## ACTIVITY
What you return must be every line below that includes the word "above".

---- GIVEN INFORMATION

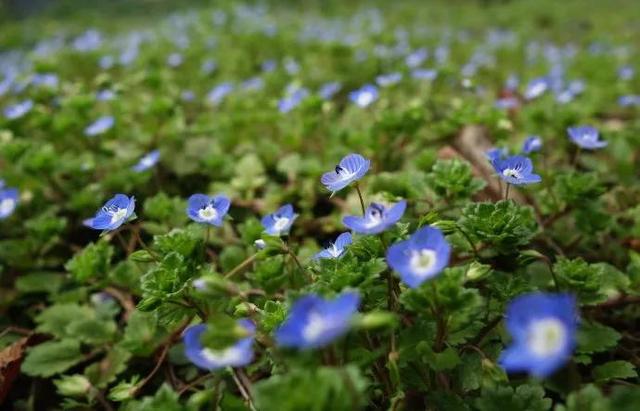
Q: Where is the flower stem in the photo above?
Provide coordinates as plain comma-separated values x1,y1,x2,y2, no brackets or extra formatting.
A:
354,182,366,216
224,254,257,279
504,183,511,200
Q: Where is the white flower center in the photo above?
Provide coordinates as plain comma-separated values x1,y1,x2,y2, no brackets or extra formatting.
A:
357,93,374,106
110,207,128,225
0,198,16,216
502,168,522,179
202,346,244,365
273,217,290,232
527,318,567,357
302,312,331,343
140,157,154,167
198,205,218,221
409,249,438,275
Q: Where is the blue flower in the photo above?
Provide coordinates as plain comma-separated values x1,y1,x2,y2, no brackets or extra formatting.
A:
376,72,402,87
495,97,520,110
242,77,264,92
167,53,183,68
261,204,298,236
278,87,309,113
275,292,360,349
619,95,640,107
96,89,115,101
411,68,438,81
201,59,217,75
618,65,634,81
207,82,234,105
349,84,379,108
486,147,508,164
492,155,541,185
386,226,451,288
261,59,277,73
522,136,543,154
99,55,114,70
567,126,607,150
315,232,352,260
4,100,33,120
499,292,577,378
343,201,407,235
405,48,428,68
186,194,231,226
31,73,58,88
0,188,19,220
320,153,370,193
524,77,548,100
318,82,341,100
181,90,196,102
83,194,135,231
132,150,160,172
183,320,255,370
84,116,114,137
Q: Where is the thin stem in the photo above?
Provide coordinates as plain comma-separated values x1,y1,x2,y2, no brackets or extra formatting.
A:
354,182,366,216
504,183,511,200
456,226,478,259
284,243,312,282
133,229,159,261
224,254,257,279
572,147,582,168
231,368,257,411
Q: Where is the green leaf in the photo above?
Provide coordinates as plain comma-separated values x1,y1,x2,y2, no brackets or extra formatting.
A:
15,271,63,294
65,240,114,282
22,339,84,377
85,346,131,388
577,321,621,354
121,384,189,411
555,384,610,411
121,310,160,356
554,258,608,304
592,361,638,382
426,158,486,201
475,384,551,411
252,366,368,411
35,303,94,339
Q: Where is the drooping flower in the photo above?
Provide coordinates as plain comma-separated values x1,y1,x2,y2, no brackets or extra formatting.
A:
83,194,135,231
261,204,298,236
343,201,407,235
314,232,352,260
349,84,379,108
275,292,360,349
386,226,451,288
84,116,114,137
492,155,541,185
183,320,255,370
0,188,19,220
522,135,543,154
376,72,402,87
186,194,231,227
567,126,607,150
499,292,577,378
4,100,33,120
132,150,160,172
320,153,370,193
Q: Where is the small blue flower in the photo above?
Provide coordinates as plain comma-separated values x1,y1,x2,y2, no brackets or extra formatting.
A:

--------

## RESULT
Q: Where is the flower stem in the photo above?
Q: Where is the white flower center in the photo above?
Q: Where is the blue flower in the photo above?
Q: Where is the thin stem in the photo above?
Q: Where is the green leaf in the photo above?
Q: Where is the drooping flower in the photo above?
Q: Where is the small blue flower in the photo above?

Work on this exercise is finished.